» TASKS AND EXERCISES
a - Please decide whether each statement agrees with the passage on the five points in Crusoe's history. Answer yes or no for each, and quote the words of the passage that decide it. (i) The second point, Crusoe's contrivances how to live, is the least surprising of the five. (ii) Crusoe's loneliness could only be shown through copious extracts. (iii) Philip Quarll's "man Friday" was turned into a woman.
b - Carry on the passage about the five points in Crusoe's history, starting right after its last sentence.

--- SELECTED TEXT ---

THE FIVE POINTS IN HIS HISTORY.

THESE are Crusoe's loneliness, his contrivances how to live, his discovery of the footmark on the sea-shore, his first sight of the savages, and his obtainment of a companion and servant in Friday. The second, though the least surprising, is the one most habitually felt by the reader; the one he oftenest thinks of. It is indeed the main subject of the book. But, as its interest spreads over the greater part of it, and could only be duly represented by copious extracts (minuteness of detail being necessary to do justice to its ingenuity and perseverance) it would have occupied too large a share of these pages. The lesser quantity and more startling quality of the other points render them obviously fittest for selection. The loneliness, which is in itself a one-ness, can be well enough represented by one impressive extract; the footmark is essentially one (never was there a finer unique); the first sight of the savages is of the same brief and independent order of interest; and two " man Fridays” are not in the regions of possibility. Peter Wilkins's "man Friday" was obliged to be turned into a woman, and Philip Quarll's into a monkey.

--- PROVIDED RECORDS ---

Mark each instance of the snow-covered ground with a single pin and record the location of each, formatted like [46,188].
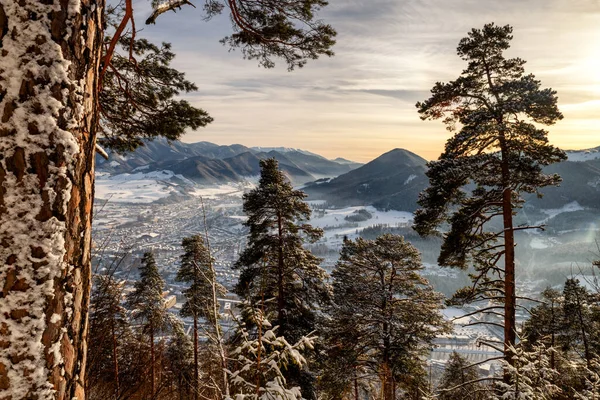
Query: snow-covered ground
[336,226]
[146,187]
[583,155]
[139,187]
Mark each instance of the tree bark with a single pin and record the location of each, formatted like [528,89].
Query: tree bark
[115,360]
[196,375]
[280,273]
[49,58]
[152,362]
[510,333]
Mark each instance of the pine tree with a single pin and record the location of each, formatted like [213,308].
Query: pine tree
[500,151]
[275,265]
[387,309]
[259,363]
[577,319]
[138,97]
[530,376]
[196,269]
[546,321]
[148,308]
[180,356]
[50,79]
[109,330]
[460,380]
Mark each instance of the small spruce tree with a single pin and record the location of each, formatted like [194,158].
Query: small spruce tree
[196,270]
[147,305]
[459,380]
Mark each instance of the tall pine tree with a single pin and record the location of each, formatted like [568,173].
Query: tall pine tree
[388,313]
[275,265]
[196,269]
[50,80]
[500,151]
[148,308]
[459,381]
[276,270]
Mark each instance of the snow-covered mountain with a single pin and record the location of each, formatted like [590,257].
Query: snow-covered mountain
[584,155]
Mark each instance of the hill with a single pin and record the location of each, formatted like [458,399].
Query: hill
[391,181]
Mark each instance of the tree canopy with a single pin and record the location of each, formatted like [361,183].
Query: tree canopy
[496,153]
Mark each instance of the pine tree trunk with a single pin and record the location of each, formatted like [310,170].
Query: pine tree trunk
[196,376]
[49,57]
[280,270]
[355,383]
[509,259]
[586,347]
[152,362]
[115,361]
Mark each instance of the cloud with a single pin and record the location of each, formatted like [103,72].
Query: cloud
[389,54]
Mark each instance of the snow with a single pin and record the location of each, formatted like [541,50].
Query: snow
[230,189]
[38,271]
[583,155]
[336,226]
[138,187]
[538,243]
[570,207]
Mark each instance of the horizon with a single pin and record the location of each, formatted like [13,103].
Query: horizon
[388,56]
[348,159]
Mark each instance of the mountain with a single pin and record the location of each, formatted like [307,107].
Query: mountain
[209,163]
[160,150]
[391,181]
[584,155]
[206,170]
[395,179]
[580,183]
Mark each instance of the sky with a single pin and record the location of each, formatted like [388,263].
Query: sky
[389,53]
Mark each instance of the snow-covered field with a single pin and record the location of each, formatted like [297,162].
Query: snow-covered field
[336,226]
[146,187]
[138,187]
[583,155]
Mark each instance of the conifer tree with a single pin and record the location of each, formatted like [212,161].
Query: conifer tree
[148,308]
[275,265]
[546,322]
[180,356]
[387,308]
[530,376]
[259,363]
[50,80]
[109,333]
[499,150]
[578,324]
[459,380]
[196,269]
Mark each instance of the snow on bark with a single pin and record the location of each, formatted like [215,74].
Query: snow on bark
[41,105]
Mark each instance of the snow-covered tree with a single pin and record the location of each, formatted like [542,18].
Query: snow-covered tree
[180,360]
[52,69]
[460,381]
[148,308]
[197,270]
[530,376]
[109,333]
[276,265]
[259,362]
[500,151]
[385,313]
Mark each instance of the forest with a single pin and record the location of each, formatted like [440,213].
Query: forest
[77,77]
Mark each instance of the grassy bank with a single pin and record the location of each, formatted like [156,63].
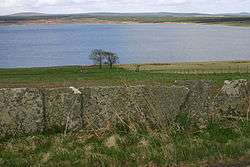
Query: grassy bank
[183,143]
[149,74]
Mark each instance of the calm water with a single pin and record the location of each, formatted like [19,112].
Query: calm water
[55,45]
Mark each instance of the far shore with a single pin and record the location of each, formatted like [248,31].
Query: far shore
[100,21]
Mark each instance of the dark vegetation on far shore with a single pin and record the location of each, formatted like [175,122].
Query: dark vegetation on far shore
[234,20]
[120,75]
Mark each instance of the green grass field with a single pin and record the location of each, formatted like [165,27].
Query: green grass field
[149,74]
[183,143]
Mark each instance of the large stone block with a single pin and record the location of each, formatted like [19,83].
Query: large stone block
[21,111]
[199,99]
[63,109]
[233,99]
[139,104]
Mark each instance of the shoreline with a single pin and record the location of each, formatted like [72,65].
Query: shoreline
[104,22]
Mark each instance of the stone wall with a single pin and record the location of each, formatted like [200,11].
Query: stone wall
[26,111]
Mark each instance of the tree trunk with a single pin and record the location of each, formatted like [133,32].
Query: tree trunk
[100,65]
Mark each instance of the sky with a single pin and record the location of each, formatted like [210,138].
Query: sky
[123,6]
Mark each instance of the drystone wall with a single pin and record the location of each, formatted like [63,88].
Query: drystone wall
[27,111]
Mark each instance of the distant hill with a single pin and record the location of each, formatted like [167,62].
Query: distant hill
[27,14]
[152,14]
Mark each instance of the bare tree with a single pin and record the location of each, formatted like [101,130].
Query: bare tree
[111,58]
[97,56]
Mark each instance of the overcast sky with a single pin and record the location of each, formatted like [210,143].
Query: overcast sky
[82,6]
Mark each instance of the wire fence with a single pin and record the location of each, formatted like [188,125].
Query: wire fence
[222,70]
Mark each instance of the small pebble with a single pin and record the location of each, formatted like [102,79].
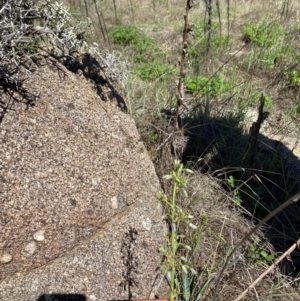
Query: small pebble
[5,258]
[30,248]
[114,202]
[39,235]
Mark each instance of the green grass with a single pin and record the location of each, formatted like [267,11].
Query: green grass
[252,51]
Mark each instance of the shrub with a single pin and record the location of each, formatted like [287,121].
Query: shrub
[262,34]
[292,79]
[125,35]
[207,86]
[151,71]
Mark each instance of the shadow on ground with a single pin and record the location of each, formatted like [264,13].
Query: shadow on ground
[62,297]
[220,146]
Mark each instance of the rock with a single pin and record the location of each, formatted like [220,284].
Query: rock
[78,198]
[5,258]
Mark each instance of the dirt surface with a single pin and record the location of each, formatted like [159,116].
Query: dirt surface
[77,189]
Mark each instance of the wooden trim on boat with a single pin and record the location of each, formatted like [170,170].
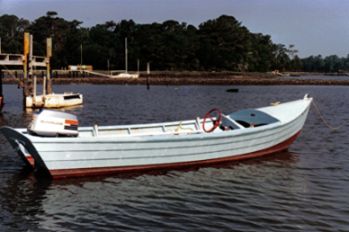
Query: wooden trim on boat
[81,172]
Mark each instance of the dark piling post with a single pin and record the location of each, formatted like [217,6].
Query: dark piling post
[1,94]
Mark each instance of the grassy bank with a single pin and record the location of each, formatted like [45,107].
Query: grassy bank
[191,78]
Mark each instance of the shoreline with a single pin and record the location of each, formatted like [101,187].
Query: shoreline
[186,80]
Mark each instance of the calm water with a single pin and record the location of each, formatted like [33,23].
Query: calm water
[304,189]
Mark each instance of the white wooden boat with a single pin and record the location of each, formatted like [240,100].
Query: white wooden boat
[109,149]
[54,100]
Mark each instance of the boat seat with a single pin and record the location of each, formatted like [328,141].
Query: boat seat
[227,123]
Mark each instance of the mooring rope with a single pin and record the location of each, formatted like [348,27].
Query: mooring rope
[323,118]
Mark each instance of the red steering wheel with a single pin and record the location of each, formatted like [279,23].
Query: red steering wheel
[216,117]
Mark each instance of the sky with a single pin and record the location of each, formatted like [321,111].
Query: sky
[313,26]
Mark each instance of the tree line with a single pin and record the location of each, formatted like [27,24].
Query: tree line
[220,44]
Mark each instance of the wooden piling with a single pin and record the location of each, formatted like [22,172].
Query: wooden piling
[1,94]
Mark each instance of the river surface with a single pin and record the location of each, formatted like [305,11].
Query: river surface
[303,189]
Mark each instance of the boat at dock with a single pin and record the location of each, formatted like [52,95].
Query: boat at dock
[54,100]
[54,144]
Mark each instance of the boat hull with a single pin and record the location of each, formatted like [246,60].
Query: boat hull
[88,155]
[81,172]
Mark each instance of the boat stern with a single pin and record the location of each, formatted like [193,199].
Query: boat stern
[25,149]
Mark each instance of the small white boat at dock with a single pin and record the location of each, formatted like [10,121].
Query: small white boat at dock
[55,145]
[54,100]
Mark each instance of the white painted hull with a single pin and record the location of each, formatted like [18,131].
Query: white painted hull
[54,100]
[94,154]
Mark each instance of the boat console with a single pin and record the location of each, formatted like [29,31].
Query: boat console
[49,123]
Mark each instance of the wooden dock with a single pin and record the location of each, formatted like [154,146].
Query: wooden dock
[19,59]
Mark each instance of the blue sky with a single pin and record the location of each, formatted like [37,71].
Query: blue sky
[313,26]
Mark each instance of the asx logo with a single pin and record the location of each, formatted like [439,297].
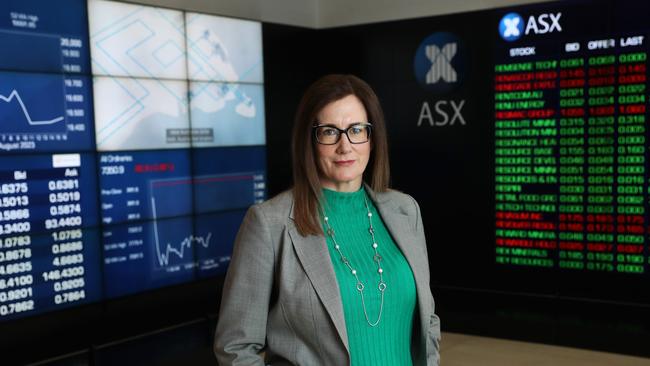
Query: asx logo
[439,62]
[511,26]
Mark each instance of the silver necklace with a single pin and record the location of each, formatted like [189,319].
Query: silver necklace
[376,258]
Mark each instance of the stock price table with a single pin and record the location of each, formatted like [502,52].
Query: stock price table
[571,187]
[49,256]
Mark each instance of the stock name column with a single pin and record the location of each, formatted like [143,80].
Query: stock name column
[525,169]
[571,150]
[631,175]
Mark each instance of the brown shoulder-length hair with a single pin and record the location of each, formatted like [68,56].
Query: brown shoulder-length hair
[306,182]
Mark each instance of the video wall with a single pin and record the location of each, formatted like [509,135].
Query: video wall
[132,141]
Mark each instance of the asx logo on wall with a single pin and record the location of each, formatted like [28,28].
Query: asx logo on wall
[439,66]
[439,62]
[511,26]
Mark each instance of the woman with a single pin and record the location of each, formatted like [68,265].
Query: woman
[334,271]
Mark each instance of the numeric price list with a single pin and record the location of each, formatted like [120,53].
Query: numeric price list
[49,254]
[571,187]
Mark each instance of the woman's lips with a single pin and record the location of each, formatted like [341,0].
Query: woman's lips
[344,162]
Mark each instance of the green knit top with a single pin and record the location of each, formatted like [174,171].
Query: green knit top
[388,343]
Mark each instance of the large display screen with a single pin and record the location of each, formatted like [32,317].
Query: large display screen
[571,187]
[133,173]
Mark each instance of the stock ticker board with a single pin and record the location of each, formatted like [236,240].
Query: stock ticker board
[124,192]
[571,139]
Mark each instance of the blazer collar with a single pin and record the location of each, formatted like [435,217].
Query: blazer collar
[313,254]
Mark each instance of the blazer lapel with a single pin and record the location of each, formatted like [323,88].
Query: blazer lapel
[315,258]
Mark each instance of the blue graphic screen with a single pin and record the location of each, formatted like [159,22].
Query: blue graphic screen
[43,35]
[45,112]
[108,187]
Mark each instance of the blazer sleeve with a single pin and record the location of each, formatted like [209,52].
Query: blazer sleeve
[433,334]
[241,328]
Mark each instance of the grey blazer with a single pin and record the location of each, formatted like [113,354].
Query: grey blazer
[281,295]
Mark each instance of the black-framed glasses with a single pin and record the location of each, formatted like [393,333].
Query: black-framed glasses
[358,133]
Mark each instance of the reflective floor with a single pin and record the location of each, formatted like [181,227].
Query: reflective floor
[465,350]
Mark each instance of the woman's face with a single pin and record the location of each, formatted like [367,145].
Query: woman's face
[341,165]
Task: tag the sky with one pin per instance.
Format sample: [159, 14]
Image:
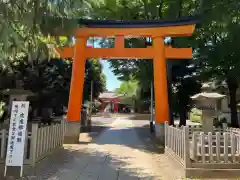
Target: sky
[112, 81]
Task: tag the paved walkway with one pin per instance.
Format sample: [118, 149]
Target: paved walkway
[122, 152]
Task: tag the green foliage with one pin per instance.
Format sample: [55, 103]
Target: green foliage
[128, 88]
[93, 73]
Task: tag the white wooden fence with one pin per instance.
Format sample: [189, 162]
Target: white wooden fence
[41, 141]
[215, 150]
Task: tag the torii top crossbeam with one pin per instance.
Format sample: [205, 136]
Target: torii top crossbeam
[157, 30]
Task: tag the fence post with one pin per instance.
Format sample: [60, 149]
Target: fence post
[63, 130]
[3, 143]
[33, 146]
[166, 134]
[186, 147]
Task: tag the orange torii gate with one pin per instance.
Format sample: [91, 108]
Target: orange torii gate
[156, 30]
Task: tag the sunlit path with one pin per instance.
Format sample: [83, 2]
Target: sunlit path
[118, 153]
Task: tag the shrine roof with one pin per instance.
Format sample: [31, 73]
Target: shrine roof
[136, 23]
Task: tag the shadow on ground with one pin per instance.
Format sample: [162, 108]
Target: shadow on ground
[78, 164]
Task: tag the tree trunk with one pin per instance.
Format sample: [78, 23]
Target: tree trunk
[232, 87]
[169, 77]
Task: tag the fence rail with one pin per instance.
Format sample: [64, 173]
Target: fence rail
[176, 143]
[41, 141]
[195, 149]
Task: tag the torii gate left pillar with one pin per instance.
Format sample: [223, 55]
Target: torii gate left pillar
[159, 53]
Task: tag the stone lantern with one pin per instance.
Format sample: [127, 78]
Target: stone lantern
[207, 102]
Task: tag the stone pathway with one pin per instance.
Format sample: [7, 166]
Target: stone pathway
[117, 154]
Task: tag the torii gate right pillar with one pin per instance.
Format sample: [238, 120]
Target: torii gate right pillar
[160, 85]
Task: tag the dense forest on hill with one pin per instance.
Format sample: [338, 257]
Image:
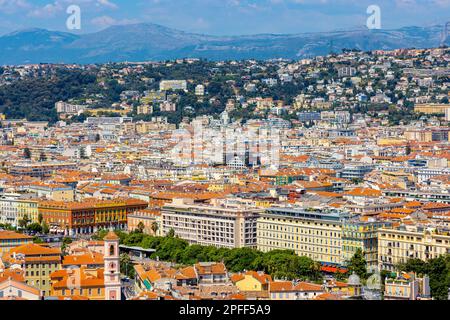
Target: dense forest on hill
[34, 98]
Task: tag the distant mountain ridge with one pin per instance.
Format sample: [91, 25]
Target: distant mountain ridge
[151, 42]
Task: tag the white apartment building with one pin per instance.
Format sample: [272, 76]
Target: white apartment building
[165, 85]
[398, 245]
[222, 223]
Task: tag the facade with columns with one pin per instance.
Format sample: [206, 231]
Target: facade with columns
[86, 217]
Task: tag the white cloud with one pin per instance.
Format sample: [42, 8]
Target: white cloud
[12, 6]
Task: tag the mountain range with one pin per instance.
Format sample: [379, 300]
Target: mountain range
[151, 42]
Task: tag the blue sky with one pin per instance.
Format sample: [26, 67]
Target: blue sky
[223, 17]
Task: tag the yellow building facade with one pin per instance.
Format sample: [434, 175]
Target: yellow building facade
[398, 245]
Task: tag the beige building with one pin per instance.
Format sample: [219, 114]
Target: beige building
[313, 234]
[431, 108]
[38, 262]
[219, 224]
[399, 244]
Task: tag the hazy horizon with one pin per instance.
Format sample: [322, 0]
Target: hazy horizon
[222, 17]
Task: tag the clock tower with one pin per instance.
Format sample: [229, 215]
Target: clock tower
[112, 267]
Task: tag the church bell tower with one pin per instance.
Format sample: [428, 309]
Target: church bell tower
[112, 267]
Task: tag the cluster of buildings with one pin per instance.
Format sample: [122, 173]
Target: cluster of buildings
[326, 174]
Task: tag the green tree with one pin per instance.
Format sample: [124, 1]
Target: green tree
[40, 218]
[126, 266]
[45, 228]
[35, 227]
[140, 227]
[155, 227]
[42, 157]
[171, 233]
[23, 223]
[27, 153]
[357, 264]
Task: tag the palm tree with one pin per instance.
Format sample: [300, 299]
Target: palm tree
[155, 227]
[141, 227]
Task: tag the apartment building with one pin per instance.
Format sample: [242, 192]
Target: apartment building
[314, 234]
[361, 235]
[13, 207]
[9, 240]
[399, 244]
[38, 262]
[72, 218]
[220, 224]
[166, 85]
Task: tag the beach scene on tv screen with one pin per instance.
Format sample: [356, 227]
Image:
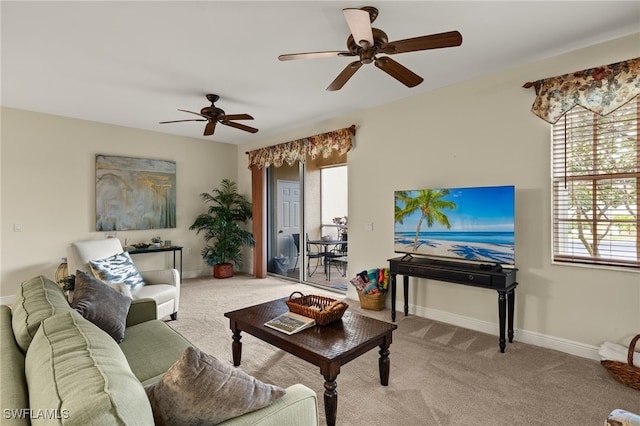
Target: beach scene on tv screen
[474, 224]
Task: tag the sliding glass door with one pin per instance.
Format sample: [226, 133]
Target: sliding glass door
[305, 203]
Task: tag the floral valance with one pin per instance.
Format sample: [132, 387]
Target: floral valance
[298, 150]
[600, 90]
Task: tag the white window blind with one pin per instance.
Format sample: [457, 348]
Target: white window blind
[596, 187]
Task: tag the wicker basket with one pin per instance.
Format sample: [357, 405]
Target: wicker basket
[322, 309]
[625, 372]
[372, 301]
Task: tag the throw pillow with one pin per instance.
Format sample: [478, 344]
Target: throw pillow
[118, 268]
[100, 304]
[199, 389]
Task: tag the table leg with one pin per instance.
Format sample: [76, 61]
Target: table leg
[502, 308]
[511, 299]
[384, 364]
[330, 399]
[236, 347]
[392, 282]
[405, 281]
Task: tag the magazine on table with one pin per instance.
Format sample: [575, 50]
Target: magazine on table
[290, 323]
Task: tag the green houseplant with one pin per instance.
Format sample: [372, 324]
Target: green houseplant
[222, 227]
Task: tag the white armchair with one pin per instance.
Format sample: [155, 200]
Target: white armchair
[163, 286]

---

» RESULTS
a -
(i) Yes: "The second, though the least surprising, is the one most habitually felt by the reader"
(ii) No: "The loneliness, which is in itself a one-ness, can be well enough represented by one impressive extract"
(iii) No: "and Philip Quarll's into a monkey"

b -
Robinson Crusoe is understood to be founded on the real history of Alexander Selkirk, a summary of which, charmingly written, was given to the public by Steele. The greatest genius might have been proud to paint a picture after that sketch. Yet we are not sure that Selkirk's adventure was not an injury, instead of a benefit to De Foe. A benefit it undoubtedly was, to him and to all of us, if it was required in order to put the thought into De Foe's head; but what we mean is, that the world would probably have had the fiction, whether the fact had

existed or not. Desert islands and cast-away mariners existed before Selkirk children have played at hermits and house-building, even before they read Robinson Crusoe; and the whole inimitable romance would have required but a glance of De Foe's eye upon a child at play, or at a page in an old book of voyages, or even at his own restless and isolated thoughts. This is a conjecture, however, impossible to prove; and we only throw it out in justice to an original genius. After all, it would make little difference; for Selkirk was not Crusce, nor did he see the ghost of a human footstep, nor obtain a man Friday. The inhabitant of the island was De Foe himself.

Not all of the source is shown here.